## [Complete the following]
A - List every function name in the call chain shown in the btrfs deadlock excerpt, in the order given.
B - Print the part of the btrfs deadlock excerpt between "This sequence can" and "trigger the deadlock.", inclusive.
*** Opening of Selected excerpt ***
5) Read on the folio is triggered
   For the range [0, 16), since it's already uptodate, btrfs skip this
   range.
   For the range [16K, 48K), btrfs submit the read from disk.

   The problem comes to the range [48K, 64K), the following call chain
   happens:

   btrfs_do_readpage()
   \- __get_extent_map()
    \- btrfs_lock_and_flush_ordered_range()
     \- btrfs_start_ordered_extent()
      \- filemap_fdatawrite_range()

   Since the folio indeed has dirty sectors in range [0, 16K), the range
   will be written back.

   But the folio is already locked by the folio read, the writeback
   will never be able to lock the folio, thus lead to the deadlock.

This sequence can only happen if all the following conditions are met:

- The sector size is smaller than page size
  Or we won't have mixed dirty blocks in the same folio we're reading.

- We allow the buffered write to skip the folio read if it's sector
  aligned
  This is the incoming new optimization for sector size < page size to
  pass generic/563.

  Or the folio will be fully read from the disk, before marking it
  dirty.
  Thus will not trigger the deadlock.

[FIX]
- Only lookup for the extent map of the next sector to read
  To avoid touching ranges that can be skipped by per-sector uptodate
  flag.

- Break the step 3) of the above case
  If the folio is not released, then the range [48K, 64K) will be kept
  uptodate, so that step 5) can skip the OE flush on range [48K, 64),
  thus avoid the deadlock.
*** Close of Selected excerpt ***
*** Opening of Records provided ***
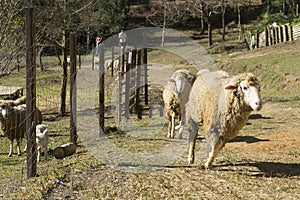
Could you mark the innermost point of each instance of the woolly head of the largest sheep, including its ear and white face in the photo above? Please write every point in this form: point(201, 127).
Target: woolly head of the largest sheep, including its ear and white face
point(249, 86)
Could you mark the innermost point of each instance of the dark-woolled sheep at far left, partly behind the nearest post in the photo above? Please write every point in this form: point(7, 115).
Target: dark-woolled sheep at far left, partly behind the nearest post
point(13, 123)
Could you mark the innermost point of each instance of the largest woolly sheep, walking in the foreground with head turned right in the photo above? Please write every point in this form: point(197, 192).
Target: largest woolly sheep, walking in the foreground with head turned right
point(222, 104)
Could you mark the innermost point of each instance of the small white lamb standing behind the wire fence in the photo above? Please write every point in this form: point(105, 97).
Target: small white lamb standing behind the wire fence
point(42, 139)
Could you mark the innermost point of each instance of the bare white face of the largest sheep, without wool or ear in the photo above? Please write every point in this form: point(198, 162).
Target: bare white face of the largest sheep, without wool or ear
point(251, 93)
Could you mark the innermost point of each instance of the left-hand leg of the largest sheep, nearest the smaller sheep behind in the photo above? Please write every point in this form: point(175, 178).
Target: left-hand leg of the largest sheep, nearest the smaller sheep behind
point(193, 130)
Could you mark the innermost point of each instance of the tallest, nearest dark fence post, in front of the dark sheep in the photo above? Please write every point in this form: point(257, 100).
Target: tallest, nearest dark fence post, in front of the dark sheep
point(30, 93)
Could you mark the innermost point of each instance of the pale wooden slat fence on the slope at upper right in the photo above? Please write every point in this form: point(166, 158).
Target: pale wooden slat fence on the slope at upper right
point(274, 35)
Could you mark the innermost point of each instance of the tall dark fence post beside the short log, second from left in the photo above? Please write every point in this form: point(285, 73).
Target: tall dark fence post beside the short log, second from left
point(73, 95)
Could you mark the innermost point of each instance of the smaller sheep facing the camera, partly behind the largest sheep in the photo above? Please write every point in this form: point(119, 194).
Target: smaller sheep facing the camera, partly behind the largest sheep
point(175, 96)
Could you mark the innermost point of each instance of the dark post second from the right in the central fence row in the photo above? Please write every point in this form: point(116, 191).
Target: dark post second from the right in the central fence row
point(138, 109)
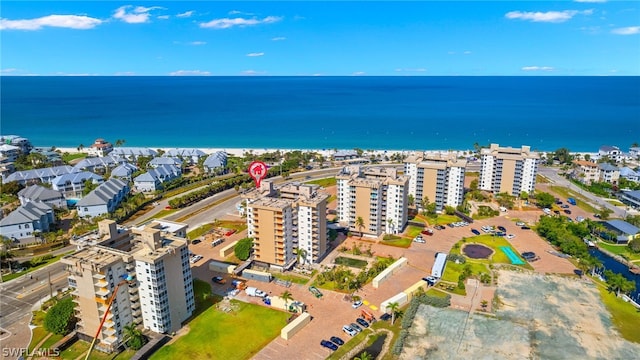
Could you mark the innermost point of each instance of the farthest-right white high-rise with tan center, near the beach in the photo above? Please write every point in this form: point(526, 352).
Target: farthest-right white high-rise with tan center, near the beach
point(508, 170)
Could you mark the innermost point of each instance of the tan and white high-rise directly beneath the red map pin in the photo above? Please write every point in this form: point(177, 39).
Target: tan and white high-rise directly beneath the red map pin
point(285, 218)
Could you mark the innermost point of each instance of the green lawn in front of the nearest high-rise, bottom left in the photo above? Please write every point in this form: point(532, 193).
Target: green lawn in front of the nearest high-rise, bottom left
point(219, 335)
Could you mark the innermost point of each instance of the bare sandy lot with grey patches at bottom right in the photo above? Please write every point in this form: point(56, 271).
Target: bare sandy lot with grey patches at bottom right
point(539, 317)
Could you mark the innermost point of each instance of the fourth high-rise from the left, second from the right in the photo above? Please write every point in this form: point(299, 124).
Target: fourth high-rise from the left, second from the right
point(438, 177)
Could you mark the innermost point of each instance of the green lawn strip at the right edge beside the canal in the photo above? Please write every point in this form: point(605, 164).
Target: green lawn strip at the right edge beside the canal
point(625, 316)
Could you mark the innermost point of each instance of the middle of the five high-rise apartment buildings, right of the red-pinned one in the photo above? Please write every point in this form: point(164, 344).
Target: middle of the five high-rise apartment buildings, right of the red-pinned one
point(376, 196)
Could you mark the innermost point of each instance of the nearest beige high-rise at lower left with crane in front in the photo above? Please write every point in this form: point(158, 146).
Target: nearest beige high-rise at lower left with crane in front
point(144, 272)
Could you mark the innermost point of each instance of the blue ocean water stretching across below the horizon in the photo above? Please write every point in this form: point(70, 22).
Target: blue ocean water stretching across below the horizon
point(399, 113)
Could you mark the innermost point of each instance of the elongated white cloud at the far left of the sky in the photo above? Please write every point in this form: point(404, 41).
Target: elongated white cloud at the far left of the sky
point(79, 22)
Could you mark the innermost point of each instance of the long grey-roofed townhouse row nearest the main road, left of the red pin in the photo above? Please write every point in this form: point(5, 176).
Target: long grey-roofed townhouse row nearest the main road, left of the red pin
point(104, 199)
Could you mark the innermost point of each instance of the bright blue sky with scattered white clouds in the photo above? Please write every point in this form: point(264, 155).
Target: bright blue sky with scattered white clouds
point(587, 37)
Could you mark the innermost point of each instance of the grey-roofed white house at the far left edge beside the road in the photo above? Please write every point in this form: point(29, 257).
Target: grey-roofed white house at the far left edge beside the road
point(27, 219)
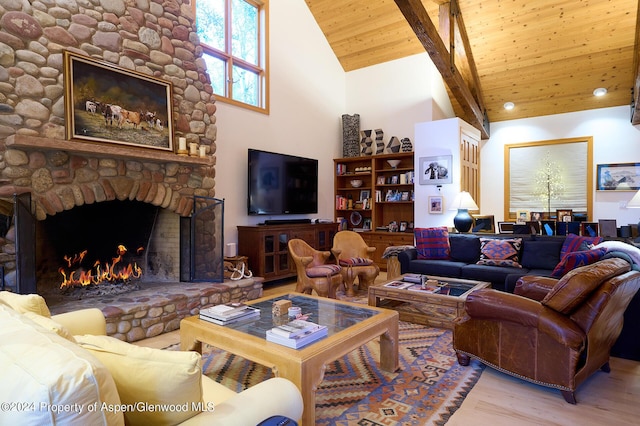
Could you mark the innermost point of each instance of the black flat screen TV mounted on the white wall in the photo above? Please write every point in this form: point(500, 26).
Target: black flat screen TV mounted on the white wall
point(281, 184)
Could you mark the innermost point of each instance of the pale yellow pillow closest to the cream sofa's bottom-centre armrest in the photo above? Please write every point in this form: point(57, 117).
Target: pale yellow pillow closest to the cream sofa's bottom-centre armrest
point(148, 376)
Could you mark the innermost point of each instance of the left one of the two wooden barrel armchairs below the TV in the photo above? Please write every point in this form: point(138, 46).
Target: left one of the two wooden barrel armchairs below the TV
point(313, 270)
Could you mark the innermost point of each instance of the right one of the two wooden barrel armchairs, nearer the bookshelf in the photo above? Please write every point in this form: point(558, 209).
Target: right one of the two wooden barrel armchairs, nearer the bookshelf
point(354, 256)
*** Close of Records provided ***
## [Responses by task]
A -
btrfs_do_readpage()
__get_extent_map()
btrfs_lock_and_flush_ordered_range()
btrfs_start_ordered_extent()
filemap_fdatawrite_range()

B -
This sequence can only happen if all the following conditions are met:

- The sector size is smaller than page size
  Or we won't have mixed dirty blocks in the same folio we're reading.

- We allow the buffered write to skip the folio read if it's sector
  aligned
  This is the incoming new optimization for sector size < page size to
  pass generic/563.

  Or the folio will be fully read from the disk, before marking it
  dirty.
  Thus will not trigger the deadlock.